● SHORT EXERCISE:
Recast the lines of the data below, from the one containing "Please indicate the grass in" down to the last line of the data, as a JSON list of strings with one string per line and blank lines omitted.

Rows from a pointing dataset
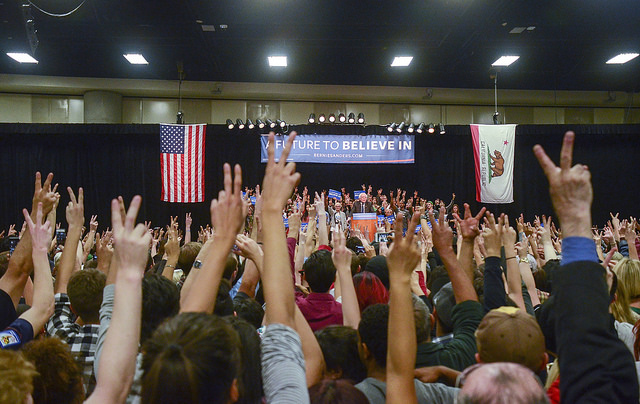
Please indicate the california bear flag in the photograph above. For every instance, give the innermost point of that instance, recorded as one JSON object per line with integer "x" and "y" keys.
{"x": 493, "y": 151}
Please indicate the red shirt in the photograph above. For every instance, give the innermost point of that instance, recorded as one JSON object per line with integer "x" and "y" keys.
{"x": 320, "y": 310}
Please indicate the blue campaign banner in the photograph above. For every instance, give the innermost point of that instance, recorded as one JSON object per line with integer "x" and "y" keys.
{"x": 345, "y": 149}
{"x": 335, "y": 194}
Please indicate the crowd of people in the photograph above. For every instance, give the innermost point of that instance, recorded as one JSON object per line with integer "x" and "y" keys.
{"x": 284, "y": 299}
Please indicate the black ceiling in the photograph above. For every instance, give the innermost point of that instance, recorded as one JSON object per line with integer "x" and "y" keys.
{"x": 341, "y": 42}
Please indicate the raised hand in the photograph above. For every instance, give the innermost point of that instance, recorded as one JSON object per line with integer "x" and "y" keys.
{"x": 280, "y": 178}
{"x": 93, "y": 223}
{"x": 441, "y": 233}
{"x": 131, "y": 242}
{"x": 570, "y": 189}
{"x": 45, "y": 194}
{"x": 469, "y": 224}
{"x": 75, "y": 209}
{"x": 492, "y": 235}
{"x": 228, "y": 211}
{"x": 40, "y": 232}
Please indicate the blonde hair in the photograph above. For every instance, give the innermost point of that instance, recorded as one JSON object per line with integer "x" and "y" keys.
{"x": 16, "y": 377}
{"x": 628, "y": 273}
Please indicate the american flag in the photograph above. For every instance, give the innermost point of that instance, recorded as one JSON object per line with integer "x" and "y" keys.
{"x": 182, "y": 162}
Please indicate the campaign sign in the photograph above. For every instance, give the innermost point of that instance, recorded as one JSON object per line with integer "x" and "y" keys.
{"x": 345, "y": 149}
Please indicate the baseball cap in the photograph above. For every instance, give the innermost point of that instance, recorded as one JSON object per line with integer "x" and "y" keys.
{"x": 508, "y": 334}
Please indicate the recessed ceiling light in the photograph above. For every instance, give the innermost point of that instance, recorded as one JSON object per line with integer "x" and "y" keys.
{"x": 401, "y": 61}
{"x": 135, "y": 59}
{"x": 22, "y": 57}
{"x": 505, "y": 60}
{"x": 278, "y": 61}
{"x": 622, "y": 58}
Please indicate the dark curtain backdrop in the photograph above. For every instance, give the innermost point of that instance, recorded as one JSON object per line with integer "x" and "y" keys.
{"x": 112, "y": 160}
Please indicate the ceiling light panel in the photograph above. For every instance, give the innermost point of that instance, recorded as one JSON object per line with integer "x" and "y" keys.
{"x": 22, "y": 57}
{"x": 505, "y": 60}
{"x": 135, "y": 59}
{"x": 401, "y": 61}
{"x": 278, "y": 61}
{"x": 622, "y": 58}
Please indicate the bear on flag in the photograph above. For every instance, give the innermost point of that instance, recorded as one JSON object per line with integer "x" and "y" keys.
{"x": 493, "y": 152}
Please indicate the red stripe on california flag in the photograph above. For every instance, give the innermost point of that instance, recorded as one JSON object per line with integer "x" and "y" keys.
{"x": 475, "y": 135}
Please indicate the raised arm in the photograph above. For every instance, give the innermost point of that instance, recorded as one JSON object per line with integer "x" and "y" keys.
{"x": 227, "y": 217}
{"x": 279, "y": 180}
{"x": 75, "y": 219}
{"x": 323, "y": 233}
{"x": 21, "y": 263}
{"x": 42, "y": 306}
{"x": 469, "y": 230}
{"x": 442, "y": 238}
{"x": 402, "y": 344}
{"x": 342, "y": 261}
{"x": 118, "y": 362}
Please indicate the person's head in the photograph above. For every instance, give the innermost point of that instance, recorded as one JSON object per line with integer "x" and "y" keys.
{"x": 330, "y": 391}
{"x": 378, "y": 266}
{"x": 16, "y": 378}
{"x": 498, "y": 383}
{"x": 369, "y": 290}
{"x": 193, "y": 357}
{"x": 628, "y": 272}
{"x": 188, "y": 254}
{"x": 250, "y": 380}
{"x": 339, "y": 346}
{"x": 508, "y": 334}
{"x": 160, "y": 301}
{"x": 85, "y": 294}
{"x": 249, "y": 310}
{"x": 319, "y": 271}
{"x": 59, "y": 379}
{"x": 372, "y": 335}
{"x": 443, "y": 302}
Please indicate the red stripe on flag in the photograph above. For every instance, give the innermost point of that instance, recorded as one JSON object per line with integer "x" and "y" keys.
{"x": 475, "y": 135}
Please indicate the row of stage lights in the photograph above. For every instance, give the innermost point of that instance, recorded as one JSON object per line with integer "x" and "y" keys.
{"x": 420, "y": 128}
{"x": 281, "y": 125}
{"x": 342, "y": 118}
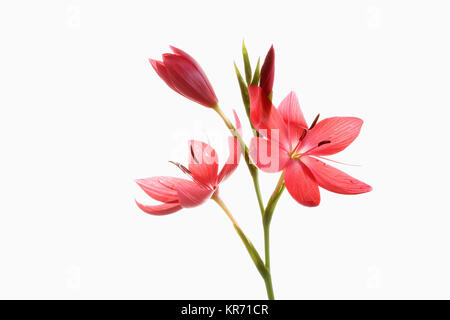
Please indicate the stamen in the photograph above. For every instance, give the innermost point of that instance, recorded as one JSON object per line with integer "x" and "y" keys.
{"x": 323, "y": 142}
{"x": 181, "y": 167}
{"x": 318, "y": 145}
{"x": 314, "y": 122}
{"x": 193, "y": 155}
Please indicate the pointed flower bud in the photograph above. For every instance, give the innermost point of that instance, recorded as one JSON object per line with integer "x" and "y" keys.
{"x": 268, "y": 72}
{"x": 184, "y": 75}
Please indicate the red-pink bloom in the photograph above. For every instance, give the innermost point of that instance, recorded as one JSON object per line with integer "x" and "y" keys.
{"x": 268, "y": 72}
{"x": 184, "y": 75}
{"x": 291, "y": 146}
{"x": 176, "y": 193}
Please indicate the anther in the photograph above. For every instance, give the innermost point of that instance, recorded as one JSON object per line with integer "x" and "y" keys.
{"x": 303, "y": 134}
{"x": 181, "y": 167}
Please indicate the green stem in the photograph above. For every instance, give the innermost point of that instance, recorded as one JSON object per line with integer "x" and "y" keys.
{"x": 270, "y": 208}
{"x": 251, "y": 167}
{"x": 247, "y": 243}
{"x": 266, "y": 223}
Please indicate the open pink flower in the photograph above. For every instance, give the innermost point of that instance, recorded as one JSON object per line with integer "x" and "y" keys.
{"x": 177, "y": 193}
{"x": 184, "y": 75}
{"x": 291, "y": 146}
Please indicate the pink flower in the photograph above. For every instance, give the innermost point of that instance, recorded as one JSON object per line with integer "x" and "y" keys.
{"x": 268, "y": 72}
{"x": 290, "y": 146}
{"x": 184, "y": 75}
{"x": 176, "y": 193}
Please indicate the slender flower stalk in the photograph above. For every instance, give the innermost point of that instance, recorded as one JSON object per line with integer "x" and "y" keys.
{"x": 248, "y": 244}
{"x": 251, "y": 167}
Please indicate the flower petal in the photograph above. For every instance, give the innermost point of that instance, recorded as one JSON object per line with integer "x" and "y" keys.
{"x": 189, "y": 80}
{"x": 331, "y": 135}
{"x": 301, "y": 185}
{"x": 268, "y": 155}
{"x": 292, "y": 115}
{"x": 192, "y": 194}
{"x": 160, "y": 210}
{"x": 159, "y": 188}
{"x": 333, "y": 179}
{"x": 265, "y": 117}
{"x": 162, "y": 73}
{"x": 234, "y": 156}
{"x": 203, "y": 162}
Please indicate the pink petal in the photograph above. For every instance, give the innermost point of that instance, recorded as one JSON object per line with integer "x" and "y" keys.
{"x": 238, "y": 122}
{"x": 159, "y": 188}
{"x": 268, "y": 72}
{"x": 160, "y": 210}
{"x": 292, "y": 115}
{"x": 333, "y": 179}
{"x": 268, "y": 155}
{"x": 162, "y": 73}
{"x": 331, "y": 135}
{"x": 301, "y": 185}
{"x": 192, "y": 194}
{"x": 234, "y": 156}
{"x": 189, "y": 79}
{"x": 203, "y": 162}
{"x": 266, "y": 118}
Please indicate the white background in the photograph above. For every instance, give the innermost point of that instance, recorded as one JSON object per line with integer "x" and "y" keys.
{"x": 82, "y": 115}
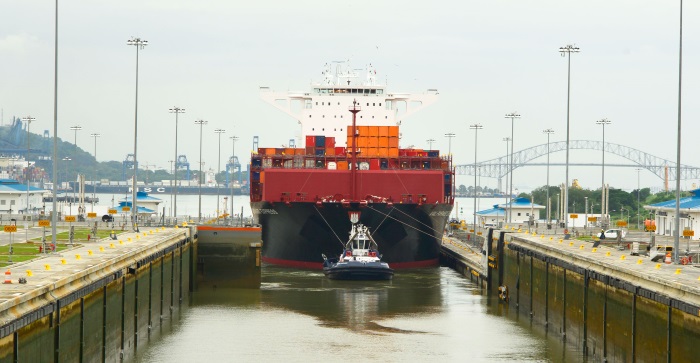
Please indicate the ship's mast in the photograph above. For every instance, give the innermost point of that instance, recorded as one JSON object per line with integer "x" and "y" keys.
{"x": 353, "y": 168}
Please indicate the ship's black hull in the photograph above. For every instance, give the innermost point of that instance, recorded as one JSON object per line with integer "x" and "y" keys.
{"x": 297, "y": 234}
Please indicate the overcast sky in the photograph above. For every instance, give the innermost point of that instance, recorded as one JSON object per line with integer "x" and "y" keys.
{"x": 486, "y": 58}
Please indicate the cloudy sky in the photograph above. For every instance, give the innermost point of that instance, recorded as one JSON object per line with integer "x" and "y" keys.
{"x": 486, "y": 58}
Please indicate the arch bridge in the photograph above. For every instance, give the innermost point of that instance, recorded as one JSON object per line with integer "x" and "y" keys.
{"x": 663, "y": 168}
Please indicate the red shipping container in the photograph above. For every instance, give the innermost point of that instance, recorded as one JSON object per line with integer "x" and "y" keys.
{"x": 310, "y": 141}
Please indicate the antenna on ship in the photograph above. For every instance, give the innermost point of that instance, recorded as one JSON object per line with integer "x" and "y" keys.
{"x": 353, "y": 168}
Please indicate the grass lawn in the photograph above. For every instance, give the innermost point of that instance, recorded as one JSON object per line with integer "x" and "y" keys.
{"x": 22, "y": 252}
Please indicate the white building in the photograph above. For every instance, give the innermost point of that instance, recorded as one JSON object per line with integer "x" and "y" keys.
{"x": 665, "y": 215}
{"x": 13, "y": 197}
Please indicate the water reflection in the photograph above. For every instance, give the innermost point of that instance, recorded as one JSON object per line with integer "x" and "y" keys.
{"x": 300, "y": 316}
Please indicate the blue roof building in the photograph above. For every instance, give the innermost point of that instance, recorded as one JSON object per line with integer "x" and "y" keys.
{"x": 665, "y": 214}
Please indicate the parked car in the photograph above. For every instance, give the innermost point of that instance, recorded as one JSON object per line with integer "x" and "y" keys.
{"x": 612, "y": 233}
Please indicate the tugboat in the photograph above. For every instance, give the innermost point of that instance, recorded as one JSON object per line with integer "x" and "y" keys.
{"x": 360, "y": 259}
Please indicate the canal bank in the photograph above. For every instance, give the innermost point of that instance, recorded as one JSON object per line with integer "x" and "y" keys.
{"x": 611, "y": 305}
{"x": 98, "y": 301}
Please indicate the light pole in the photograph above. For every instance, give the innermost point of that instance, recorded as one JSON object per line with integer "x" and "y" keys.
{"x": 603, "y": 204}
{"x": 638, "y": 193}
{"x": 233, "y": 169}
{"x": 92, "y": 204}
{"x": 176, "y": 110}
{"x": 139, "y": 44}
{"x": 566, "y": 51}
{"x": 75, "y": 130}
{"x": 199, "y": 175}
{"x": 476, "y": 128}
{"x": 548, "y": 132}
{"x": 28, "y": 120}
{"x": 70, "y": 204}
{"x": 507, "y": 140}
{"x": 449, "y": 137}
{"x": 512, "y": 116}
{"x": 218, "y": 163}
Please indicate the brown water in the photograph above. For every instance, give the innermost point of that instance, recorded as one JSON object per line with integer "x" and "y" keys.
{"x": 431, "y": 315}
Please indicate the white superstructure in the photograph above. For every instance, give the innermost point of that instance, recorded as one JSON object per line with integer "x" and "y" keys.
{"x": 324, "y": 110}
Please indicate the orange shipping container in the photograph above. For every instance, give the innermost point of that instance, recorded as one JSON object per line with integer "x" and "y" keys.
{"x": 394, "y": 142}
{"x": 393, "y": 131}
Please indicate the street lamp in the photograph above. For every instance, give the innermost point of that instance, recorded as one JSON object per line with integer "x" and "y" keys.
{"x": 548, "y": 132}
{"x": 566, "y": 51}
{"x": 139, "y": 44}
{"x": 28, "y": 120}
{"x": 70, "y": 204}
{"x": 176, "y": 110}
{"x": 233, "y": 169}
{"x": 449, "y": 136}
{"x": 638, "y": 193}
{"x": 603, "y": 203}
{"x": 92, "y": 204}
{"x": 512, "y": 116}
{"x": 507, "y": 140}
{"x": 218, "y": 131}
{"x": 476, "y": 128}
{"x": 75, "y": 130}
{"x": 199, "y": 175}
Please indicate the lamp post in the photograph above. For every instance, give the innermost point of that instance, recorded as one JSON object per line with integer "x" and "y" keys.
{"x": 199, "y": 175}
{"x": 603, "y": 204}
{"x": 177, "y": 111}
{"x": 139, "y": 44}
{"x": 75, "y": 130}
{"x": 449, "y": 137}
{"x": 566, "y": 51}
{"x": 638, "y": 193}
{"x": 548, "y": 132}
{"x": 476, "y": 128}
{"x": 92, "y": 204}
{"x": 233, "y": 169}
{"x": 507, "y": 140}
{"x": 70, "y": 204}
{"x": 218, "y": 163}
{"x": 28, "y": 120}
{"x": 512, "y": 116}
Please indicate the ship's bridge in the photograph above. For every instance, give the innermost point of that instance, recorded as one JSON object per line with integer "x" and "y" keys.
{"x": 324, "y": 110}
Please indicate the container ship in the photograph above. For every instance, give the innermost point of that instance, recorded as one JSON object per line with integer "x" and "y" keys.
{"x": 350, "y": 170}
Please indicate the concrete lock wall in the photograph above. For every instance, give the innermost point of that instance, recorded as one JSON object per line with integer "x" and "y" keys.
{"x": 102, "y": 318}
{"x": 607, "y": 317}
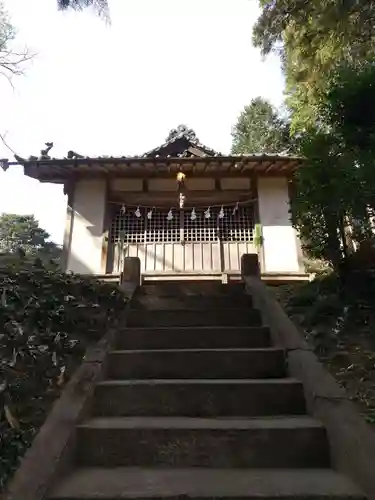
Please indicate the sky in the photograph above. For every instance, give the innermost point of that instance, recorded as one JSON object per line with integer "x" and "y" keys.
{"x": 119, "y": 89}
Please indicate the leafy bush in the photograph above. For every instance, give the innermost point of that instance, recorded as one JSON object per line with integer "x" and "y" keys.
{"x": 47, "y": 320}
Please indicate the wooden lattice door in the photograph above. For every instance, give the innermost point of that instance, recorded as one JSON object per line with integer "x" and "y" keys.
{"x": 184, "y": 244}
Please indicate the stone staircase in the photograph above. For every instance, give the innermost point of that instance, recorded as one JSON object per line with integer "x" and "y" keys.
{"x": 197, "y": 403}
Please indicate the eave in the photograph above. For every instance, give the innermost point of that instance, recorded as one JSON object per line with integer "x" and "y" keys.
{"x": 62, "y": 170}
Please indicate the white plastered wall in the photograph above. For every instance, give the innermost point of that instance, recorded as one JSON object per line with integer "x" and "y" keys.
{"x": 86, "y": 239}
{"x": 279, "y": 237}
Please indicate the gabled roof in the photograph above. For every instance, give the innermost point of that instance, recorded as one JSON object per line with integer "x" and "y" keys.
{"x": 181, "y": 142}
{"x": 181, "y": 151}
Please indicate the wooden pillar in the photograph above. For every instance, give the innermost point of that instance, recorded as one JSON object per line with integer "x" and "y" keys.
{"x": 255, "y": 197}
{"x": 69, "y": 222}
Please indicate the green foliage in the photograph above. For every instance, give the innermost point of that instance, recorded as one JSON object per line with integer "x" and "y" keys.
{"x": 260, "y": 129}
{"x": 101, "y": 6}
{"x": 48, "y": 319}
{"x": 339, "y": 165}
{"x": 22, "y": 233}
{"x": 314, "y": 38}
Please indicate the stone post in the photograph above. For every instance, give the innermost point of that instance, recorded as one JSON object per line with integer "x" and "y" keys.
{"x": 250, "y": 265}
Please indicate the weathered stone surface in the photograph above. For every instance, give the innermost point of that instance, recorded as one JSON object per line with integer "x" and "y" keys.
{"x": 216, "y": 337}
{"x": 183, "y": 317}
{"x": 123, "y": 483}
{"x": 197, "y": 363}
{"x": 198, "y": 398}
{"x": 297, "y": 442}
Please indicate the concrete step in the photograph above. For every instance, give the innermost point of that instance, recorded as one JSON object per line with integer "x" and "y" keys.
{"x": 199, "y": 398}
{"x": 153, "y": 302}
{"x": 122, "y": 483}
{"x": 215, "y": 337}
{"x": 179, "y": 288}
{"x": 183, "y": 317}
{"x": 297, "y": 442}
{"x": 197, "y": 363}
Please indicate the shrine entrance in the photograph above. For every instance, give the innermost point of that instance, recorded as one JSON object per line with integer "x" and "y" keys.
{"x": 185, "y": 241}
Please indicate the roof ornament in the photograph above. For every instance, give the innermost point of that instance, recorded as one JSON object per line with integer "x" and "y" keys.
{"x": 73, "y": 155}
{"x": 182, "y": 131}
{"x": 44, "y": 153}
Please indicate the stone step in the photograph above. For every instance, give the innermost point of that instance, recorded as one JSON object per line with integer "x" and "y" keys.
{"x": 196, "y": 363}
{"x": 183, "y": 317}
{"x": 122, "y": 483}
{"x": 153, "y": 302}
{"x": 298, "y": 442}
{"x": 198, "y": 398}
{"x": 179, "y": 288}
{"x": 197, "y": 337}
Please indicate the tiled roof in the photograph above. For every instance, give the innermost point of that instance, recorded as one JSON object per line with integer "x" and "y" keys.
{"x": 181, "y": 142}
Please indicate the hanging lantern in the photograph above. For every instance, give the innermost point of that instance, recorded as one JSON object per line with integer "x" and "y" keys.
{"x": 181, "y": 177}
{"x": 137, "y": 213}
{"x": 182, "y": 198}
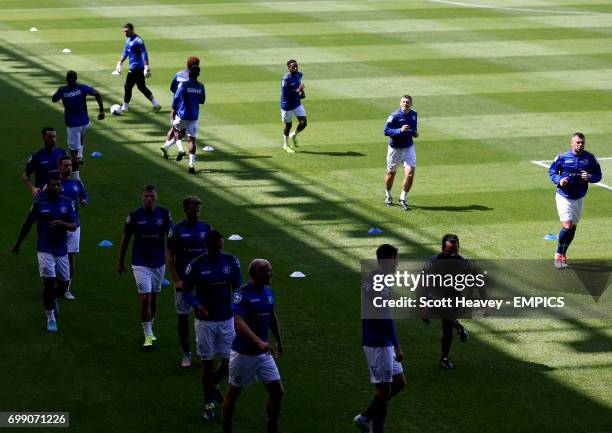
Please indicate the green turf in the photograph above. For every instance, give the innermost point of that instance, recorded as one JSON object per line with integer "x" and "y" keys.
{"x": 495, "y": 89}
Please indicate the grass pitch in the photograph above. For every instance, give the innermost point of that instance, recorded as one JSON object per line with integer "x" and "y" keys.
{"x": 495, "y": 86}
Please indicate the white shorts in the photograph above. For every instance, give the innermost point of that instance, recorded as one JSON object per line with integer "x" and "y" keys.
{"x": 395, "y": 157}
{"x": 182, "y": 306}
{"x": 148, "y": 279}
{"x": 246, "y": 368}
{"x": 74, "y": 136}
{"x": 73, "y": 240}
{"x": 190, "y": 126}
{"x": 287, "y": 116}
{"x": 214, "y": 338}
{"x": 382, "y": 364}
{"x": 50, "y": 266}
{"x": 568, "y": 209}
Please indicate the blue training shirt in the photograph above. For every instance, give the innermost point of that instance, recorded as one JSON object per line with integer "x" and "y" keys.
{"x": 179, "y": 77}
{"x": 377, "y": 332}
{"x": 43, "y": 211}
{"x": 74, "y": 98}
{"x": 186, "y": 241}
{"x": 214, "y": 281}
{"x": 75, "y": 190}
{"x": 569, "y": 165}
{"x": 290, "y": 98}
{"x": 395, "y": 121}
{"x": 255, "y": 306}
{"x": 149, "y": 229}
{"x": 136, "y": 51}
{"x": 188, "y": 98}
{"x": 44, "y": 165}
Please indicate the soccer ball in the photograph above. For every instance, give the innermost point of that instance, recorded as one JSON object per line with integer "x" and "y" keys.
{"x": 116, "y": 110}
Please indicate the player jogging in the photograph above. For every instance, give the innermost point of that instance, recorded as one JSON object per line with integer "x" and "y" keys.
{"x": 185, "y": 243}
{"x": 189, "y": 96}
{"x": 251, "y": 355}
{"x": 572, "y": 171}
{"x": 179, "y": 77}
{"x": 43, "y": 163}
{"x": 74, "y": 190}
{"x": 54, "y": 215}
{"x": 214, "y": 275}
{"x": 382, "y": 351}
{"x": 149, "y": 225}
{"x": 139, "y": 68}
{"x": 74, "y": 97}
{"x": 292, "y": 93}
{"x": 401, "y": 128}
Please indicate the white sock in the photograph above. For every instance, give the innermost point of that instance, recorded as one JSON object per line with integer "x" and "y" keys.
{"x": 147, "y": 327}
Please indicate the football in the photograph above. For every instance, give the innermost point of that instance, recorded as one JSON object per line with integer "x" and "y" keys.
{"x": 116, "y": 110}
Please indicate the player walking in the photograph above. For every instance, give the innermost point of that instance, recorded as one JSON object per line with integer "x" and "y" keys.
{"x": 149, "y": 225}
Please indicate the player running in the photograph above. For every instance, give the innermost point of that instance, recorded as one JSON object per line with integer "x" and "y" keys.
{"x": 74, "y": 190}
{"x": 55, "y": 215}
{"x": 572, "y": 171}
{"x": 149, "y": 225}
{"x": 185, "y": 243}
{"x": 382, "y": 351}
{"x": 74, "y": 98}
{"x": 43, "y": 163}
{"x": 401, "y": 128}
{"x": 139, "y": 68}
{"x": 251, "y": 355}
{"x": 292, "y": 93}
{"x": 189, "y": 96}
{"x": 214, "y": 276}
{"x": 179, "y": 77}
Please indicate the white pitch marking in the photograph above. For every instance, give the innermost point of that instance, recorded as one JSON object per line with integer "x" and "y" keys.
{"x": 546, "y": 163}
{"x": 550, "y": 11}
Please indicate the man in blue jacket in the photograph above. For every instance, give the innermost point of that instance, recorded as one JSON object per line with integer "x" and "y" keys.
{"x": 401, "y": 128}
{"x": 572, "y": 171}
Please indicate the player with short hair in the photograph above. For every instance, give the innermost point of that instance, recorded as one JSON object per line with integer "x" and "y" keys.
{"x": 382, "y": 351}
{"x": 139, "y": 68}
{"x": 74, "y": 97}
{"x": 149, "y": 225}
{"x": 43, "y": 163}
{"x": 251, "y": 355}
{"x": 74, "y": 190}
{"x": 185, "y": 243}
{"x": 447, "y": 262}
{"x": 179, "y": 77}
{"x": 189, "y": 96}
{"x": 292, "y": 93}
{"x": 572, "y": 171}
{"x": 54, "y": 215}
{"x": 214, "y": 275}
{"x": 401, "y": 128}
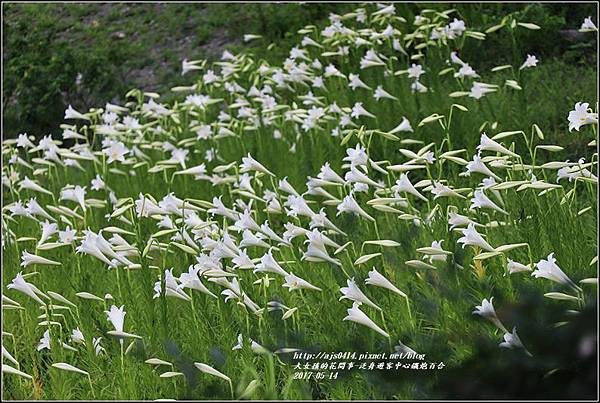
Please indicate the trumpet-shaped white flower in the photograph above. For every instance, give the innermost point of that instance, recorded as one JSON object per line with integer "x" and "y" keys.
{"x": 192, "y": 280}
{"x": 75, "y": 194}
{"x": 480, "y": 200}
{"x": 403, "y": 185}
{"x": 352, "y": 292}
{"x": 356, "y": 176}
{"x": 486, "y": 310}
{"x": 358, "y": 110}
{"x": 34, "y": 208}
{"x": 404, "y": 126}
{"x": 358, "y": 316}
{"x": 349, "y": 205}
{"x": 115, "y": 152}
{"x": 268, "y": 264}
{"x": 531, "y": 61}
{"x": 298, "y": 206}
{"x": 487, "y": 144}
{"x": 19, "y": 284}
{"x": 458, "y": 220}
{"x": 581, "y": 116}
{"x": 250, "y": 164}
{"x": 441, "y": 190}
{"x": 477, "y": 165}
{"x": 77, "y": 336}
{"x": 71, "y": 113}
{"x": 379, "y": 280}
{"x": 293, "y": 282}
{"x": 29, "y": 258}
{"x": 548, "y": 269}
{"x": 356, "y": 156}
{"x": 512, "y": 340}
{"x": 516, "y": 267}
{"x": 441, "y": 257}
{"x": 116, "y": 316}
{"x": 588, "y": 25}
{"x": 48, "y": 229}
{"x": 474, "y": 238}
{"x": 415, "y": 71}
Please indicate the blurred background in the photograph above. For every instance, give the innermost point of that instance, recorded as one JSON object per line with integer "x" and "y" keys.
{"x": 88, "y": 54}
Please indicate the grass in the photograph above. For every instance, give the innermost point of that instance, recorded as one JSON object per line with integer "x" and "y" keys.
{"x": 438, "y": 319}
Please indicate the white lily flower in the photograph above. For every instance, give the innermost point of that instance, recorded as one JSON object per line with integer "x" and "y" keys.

● THE REPLY:
[
  "Please indicate the grass in the photograph above. For every instance, give the innermost point of that instance, recorded as one JSON object per line with integer \"x\" and \"y\" keys.",
  "{\"x\": 438, \"y\": 319}",
  "Please indicate the white lily flower in the photograph above. For every instance, give the innermost point of that instance, recorded as one JSON object per line with integer \"x\" and \"y\" keys."
]